Provide a character-exact reproduction of the lines from the line with "Target: windshield wiper" to the end of the entries.

Entries taken from a collection
Segment Open

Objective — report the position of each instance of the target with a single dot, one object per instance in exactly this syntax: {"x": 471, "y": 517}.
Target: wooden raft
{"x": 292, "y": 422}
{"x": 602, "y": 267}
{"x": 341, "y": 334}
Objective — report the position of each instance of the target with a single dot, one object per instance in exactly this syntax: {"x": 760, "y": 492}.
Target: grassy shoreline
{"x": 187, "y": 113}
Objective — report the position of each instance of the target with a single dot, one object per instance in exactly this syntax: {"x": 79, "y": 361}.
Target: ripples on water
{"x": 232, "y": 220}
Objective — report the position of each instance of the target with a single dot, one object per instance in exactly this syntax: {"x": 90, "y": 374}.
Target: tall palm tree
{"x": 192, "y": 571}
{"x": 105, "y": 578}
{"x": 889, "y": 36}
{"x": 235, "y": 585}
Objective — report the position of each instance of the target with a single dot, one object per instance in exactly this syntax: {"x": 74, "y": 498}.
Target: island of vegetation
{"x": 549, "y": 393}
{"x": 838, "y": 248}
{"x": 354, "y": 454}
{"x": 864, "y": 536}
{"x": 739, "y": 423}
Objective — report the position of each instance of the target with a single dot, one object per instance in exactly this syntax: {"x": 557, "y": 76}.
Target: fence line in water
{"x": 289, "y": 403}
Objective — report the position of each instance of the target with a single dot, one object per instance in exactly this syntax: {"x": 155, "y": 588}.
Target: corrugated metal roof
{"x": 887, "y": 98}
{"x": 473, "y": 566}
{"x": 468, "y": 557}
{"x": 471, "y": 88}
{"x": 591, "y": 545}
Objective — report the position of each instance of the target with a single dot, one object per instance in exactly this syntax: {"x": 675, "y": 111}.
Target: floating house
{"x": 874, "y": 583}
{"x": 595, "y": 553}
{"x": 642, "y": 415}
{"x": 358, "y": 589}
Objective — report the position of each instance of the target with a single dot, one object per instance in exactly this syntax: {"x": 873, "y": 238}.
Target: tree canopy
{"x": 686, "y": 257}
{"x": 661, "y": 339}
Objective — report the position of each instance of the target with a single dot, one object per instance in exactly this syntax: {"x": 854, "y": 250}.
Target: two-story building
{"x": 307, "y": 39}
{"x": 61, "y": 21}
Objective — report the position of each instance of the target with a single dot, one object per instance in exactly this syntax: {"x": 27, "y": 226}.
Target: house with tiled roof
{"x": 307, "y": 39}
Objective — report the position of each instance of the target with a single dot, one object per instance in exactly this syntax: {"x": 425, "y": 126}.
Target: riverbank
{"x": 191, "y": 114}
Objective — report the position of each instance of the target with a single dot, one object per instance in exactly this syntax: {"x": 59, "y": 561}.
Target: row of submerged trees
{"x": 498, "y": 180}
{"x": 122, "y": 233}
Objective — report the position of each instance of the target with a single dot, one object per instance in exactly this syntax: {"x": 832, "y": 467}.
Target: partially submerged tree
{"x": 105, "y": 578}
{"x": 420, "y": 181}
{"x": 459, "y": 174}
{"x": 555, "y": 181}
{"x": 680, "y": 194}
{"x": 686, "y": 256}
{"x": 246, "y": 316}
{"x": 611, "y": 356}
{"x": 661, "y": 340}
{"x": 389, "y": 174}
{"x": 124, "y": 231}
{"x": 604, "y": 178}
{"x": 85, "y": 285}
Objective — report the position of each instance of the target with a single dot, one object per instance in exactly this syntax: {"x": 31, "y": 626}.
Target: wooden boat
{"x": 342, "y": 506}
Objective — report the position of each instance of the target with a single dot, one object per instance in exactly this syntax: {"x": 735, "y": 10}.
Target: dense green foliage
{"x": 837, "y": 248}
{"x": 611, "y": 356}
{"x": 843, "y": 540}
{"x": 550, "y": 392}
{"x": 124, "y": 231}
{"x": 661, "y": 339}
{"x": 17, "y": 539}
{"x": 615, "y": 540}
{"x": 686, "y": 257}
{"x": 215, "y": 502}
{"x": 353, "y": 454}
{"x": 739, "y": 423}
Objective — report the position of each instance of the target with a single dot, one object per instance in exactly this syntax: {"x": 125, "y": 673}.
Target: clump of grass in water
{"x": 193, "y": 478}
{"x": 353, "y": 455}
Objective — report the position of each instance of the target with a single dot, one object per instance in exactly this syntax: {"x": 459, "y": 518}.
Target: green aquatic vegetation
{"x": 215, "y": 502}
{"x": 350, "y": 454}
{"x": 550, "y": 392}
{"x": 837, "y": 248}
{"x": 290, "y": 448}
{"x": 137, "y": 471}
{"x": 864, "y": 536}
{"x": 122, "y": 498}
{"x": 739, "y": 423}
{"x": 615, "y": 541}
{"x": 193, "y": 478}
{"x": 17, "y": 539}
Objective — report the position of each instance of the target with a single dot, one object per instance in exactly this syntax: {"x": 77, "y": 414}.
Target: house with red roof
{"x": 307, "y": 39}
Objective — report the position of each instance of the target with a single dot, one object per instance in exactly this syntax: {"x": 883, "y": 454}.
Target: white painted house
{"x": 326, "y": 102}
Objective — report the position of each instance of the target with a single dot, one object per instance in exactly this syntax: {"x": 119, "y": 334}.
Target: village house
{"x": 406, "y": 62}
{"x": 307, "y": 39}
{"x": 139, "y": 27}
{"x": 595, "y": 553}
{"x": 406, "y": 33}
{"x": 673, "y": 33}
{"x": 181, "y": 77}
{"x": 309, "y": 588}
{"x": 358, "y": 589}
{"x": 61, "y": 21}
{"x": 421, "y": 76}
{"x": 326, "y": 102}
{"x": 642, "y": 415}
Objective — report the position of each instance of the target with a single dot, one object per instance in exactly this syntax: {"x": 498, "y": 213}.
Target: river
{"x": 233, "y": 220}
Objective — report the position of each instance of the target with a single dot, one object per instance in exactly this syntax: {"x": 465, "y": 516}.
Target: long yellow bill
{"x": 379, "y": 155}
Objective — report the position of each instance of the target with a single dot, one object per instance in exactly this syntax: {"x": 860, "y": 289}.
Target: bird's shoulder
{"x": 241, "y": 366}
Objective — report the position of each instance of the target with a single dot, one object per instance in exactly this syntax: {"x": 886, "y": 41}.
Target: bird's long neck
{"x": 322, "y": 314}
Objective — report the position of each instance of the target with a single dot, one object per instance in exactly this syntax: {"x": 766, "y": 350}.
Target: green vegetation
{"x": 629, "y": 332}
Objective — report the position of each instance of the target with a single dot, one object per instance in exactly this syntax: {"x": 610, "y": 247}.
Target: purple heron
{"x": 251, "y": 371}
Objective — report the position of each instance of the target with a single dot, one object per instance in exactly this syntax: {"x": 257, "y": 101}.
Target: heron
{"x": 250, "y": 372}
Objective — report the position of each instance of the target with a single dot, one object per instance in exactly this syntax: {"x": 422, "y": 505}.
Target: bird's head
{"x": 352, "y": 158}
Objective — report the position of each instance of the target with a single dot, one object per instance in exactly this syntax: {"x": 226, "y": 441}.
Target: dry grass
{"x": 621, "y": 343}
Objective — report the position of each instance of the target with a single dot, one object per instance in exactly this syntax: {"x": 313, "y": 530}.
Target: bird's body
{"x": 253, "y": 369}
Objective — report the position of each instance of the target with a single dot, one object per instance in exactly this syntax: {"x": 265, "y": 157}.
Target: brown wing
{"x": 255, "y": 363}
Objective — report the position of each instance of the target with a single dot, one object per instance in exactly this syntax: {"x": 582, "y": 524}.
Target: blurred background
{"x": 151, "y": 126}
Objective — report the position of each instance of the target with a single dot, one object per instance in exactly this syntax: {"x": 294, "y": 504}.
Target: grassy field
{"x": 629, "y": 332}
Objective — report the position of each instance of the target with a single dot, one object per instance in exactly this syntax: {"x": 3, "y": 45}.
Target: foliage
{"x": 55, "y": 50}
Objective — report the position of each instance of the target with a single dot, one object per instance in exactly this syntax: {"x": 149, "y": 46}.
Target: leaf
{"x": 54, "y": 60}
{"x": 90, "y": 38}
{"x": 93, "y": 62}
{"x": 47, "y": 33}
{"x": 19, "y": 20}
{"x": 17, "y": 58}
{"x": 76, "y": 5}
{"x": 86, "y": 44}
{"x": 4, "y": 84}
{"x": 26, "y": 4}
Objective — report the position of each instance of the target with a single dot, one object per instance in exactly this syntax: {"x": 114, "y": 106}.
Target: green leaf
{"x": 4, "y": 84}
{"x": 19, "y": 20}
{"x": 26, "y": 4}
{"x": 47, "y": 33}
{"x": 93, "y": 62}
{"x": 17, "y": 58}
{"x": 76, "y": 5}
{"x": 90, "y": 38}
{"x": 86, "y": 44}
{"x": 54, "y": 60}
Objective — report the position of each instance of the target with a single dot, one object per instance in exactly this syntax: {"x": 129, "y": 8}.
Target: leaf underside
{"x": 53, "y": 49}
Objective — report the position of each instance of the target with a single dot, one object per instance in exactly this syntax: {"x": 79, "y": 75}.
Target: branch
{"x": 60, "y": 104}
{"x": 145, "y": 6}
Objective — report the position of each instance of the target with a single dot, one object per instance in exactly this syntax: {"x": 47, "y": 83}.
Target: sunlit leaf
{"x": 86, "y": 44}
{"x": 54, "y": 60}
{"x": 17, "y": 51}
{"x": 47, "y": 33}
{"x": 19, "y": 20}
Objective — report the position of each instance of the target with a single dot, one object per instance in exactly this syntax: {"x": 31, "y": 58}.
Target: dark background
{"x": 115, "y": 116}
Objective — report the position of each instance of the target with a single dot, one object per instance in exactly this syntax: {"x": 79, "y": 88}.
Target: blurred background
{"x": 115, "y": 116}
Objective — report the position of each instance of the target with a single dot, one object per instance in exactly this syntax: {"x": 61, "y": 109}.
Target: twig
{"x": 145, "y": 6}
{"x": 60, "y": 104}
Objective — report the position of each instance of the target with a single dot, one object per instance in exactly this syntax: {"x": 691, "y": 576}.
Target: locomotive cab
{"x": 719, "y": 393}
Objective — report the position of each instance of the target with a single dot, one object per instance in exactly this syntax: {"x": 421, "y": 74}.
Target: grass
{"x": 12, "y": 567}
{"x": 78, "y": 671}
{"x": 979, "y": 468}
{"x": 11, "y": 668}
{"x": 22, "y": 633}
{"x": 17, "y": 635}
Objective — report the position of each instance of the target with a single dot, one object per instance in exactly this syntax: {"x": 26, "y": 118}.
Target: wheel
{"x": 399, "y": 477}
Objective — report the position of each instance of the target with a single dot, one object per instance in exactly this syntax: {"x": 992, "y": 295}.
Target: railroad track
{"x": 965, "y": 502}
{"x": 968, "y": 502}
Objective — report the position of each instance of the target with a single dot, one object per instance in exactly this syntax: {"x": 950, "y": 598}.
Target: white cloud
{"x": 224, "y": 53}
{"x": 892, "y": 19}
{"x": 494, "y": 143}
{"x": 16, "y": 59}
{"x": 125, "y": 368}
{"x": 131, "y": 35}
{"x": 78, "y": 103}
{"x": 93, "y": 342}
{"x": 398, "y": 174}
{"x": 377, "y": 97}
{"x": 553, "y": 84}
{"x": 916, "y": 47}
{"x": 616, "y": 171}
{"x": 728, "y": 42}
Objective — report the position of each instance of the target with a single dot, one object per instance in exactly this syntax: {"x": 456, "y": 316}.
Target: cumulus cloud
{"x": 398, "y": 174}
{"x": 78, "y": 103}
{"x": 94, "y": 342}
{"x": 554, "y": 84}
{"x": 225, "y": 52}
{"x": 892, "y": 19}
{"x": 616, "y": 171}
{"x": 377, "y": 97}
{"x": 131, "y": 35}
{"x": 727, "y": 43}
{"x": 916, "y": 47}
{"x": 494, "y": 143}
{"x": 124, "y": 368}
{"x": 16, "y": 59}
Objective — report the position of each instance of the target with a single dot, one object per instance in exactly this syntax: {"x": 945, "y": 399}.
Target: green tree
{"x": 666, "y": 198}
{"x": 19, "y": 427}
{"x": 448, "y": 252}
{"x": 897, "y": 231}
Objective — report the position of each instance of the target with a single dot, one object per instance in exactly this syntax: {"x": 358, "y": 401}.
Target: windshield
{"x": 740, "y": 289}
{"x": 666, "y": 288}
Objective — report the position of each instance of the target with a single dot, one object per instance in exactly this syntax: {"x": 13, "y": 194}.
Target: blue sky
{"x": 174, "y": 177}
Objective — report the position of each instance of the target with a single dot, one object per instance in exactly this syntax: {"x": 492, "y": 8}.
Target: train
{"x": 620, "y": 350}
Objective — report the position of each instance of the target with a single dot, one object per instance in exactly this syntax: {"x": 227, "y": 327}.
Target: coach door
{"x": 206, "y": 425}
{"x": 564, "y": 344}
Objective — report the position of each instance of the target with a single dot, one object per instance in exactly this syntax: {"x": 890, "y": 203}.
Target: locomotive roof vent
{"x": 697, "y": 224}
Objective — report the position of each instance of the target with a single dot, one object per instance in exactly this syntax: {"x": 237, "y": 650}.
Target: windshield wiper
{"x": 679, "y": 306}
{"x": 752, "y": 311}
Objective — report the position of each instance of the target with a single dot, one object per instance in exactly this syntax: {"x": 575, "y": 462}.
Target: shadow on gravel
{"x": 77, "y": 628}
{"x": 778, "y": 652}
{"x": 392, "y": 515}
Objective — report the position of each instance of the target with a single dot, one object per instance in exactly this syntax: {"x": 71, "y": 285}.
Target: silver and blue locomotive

Segment Closed

RESULT ->
Target: windshield wiper
{"x": 679, "y": 306}
{"x": 752, "y": 311}
Objective — report the position of each instance of the target with a single dot, one object per instance in exactly this syntax: {"x": 575, "y": 462}.
Target: shadow on gravel
{"x": 77, "y": 628}
{"x": 778, "y": 652}
{"x": 392, "y": 515}
Objective — report the position of each instance of the target with a single dot, one object per instance in exactly this syntax: {"x": 71, "y": 285}.
Target: silver and blue locomotive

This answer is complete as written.